• [Extracted records]
---

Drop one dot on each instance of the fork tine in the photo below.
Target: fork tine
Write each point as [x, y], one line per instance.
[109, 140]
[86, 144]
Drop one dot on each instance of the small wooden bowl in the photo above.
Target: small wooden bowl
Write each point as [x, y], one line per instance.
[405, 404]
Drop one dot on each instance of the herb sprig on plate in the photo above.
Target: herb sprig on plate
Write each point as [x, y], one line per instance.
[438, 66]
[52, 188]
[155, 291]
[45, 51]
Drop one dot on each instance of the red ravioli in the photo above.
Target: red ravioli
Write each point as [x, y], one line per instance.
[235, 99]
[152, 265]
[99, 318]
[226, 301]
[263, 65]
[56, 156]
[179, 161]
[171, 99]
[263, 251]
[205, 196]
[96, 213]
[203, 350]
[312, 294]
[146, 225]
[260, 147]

---

• [Work required] Please rewrite the listing from the line containing "Drop one dot on each instance of the red" through the end of the listing, changing "ravioli" to "dumpling" and keeping everything else the same.

• [Task solution]
Drop one dot on each instance of the red dumpling in the photo above.
Target: red dumpling
Write each point as [x, y], one line per instance.
[235, 99]
[152, 265]
[99, 318]
[226, 301]
[263, 65]
[56, 156]
[179, 161]
[171, 99]
[263, 251]
[205, 196]
[96, 213]
[203, 350]
[312, 294]
[146, 225]
[260, 147]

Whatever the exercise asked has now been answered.